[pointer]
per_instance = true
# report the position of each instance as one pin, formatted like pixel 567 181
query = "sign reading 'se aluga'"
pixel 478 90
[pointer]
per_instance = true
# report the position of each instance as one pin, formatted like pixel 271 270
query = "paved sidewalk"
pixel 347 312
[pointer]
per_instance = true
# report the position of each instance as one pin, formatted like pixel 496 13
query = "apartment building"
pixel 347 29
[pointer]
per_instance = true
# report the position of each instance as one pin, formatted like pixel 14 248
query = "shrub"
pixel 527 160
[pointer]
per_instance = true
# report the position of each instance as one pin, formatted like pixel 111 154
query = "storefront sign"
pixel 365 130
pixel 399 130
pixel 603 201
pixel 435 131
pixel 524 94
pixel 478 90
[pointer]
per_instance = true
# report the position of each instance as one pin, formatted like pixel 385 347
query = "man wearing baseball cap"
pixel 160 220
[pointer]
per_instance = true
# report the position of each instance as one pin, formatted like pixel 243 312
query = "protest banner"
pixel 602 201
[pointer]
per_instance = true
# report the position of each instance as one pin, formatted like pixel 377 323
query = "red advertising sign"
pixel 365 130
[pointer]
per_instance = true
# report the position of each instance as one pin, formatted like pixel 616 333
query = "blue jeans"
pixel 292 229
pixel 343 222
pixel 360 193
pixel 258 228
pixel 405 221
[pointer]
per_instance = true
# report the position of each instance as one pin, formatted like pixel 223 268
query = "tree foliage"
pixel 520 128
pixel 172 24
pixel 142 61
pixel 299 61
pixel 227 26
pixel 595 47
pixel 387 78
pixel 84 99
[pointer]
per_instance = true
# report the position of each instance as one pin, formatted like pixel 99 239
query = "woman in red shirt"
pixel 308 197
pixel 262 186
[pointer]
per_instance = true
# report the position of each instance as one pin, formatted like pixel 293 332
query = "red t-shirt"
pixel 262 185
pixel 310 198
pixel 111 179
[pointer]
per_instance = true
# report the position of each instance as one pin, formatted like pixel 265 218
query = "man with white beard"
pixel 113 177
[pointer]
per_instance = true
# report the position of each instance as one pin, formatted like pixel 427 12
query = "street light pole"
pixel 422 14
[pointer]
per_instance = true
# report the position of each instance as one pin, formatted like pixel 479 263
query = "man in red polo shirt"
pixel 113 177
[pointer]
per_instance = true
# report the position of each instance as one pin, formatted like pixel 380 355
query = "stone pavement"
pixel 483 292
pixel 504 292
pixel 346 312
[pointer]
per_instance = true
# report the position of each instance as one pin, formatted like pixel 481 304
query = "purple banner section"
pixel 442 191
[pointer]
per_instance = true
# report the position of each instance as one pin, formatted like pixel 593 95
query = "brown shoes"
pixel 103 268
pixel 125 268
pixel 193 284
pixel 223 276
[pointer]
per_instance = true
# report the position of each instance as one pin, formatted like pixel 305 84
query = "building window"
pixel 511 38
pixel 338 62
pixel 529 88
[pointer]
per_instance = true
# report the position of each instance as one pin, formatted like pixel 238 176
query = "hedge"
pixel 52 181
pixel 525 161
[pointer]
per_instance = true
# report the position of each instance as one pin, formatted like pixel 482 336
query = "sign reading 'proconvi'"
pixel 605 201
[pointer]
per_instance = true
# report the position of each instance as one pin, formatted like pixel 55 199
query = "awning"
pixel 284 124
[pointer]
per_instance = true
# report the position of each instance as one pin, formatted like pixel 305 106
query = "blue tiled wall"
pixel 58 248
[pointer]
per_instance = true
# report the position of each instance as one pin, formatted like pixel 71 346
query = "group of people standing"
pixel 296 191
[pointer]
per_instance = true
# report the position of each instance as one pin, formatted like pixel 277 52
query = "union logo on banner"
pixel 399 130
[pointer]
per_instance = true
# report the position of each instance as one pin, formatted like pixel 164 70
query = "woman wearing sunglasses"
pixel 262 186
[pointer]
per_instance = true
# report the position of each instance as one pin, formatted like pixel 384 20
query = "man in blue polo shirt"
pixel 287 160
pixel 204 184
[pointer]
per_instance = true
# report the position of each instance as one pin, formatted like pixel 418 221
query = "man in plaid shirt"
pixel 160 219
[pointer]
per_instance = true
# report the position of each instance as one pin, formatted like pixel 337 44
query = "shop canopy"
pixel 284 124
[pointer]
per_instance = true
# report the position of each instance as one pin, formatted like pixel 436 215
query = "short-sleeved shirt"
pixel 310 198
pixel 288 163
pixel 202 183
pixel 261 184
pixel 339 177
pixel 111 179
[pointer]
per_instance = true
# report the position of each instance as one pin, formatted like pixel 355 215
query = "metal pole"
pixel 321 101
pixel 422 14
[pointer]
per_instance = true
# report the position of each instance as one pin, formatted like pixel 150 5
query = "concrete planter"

- _YOUR TASK_: From the records above, extract each line exactly as shown.

- _FINAL ANSWER_:
[pointer]
per_instance = true
# report the position of each instance as one pin, formatted like pixel 567 181
query = "sign reading 'se aluga'"
pixel 478 90
[pointer]
per_instance = true
# report the position of each instance as one pin, formatted like pixel 271 270
query = "paved sidewalk"
pixel 347 312
[pointer]
per_instance = true
# report the position of each instance as one pin, formatted like pixel 496 13
query = "apartment building"
pixel 347 29
[pointer]
per_instance = true
# report the position of each instance as one pin, formatted like pixel 14 248
query = "shrub"
pixel 527 160
[pointer]
per_instance = true
# report the position of each instance as one pin, formatted like pixel 111 154
query = "storefront sign"
pixel 365 130
pixel 399 130
pixel 603 201
pixel 435 131
pixel 524 94
pixel 478 90
[pointer]
per_instance = true
# report the position of each instance as one pin, formatted like pixel 385 347
query = "man wearing baseball cap"
pixel 160 220
[pointer]
per_instance = true
# report the position of each instance as one pin, formatted like pixel 243 312
query = "protest banner"
pixel 602 201
[pointer]
per_instance = true
# report the position of each instance as one pin, formatted like pixel 377 323
query = "red advertising sign"
pixel 365 130
[pointer]
per_instance = true
# report the position of each instance as one pin, formatted like pixel 616 333
query = "blue jeans"
pixel 292 229
pixel 343 222
pixel 360 193
pixel 258 228
pixel 405 221
[pointer]
per_instance = true
# report the position of each instance as one pin, formatted like pixel 223 268
query = "tree foliage"
pixel 520 128
pixel 172 24
pixel 142 61
pixel 299 61
pixel 227 26
pixel 595 47
pixel 387 78
pixel 84 99
[pointer]
per_instance = true
# report the position of each instance as one pin, formatted like pixel 99 239
query = "woman in red shirt"
pixel 308 197
pixel 262 186
[pointer]
per_instance = true
# report the position of each instance as one pin, formatted like pixel 293 332
query = "red t-shirt"
pixel 262 185
pixel 310 198
pixel 111 179
[pointer]
per_instance = true
# report the position of each instance as one pin, formatted like pixel 265 218
query = "man with white beard"
pixel 113 177
[pointer]
per_instance = true
# report the position of each instance as one pin, formatted like pixel 427 12
query = "street light pole"
pixel 422 14
[pointer]
per_instance = true
# report the position of each instance as one pin, formatted like pixel 479 263
query = "man in red polo shirt"
pixel 113 177
[pointer]
per_instance = true
# report the position of each instance as one pin, formatted like pixel 380 355
query = "stone pavement"
pixel 483 292
pixel 504 292
pixel 346 312
[pointer]
per_instance = true
# report the position of each instance as one pin, formatted like pixel 481 304
query = "purple banner section"
pixel 442 191
[pointer]
per_instance = true
# report the position of each instance as one pin, formatted like pixel 593 95
query = "brown shoes"
pixel 103 268
pixel 125 268
pixel 193 284
pixel 223 276
[pointer]
per_instance = true
# report the position of each instance as one pin, formatted like pixel 305 84
query = "building window"
pixel 511 38
pixel 338 62
pixel 529 88
[pointer]
per_instance = true
# report the position of each instance as one pin, formatted like pixel 238 176
query = "hedge"
pixel 52 181
pixel 525 161
[pointer]
per_instance = true
# report the position of each instance as one pin, formatted like pixel 482 336
query = "sign reading 'proconvi'"
pixel 605 201
[pointer]
per_instance = true
# report the position of each instance as one pin, formatted like pixel 55 199
query = "awning"
pixel 284 124
[pointer]
per_instance = true
# report the position of each instance as one pin, formatted like pixel 305 106
query = "blue tiled wall"
pixel 58 248
[pointer]
per_instance = true
# report the position of each instance as one pin, formatted like pixel 71 346
query = "group of people standing"
pixel 296 191
[pointer]
per_instance = true
# report the position of each instance as one pin, formatted like pixel 277 52
query = "union logo on banner"
pixel 399 130
[pointer]
per_instance = true
# report the position of each instance as one pin, formatted like pixel 164 70
query = "woman wearing sunglasses"
pixel 262 186
[pointer]
per_instance = true
# report the position of each instance as one pin, formatted like pixel 384 20
query = "man in blue polo shirt"
pixel 287 160
pixel 204 184
[pointer]
per_instance = true
# report the position of each instance as one pin, formatted like pixel 418 221
query = "man in plaid shirt"
pixel 160 219
[pointer]
per_instance = true
# report the position of each instance as one pin, formatted like pixel 337 44
query = "shop canopy"
pixel 284 124
[pointer]
per_instance = true
# report the position of each instance as one pin, formatted like pixel 436 215
query = "short-sleeved shirt"
pixel 310 198
pixel 288 163
pixel 202 183
pixel 261 184
pixel 339 177
pixel 111 179
[pointer]
per_instance = true
# report the position of each instance as one pin, formatted like pixel 355 215
query = "metal pole"
pixel 321 101
pixel 422 14
[pointer]
per_instance = true
# report the position of each instance as one pin, formatted like pixel 150 5
query = "concrete planter"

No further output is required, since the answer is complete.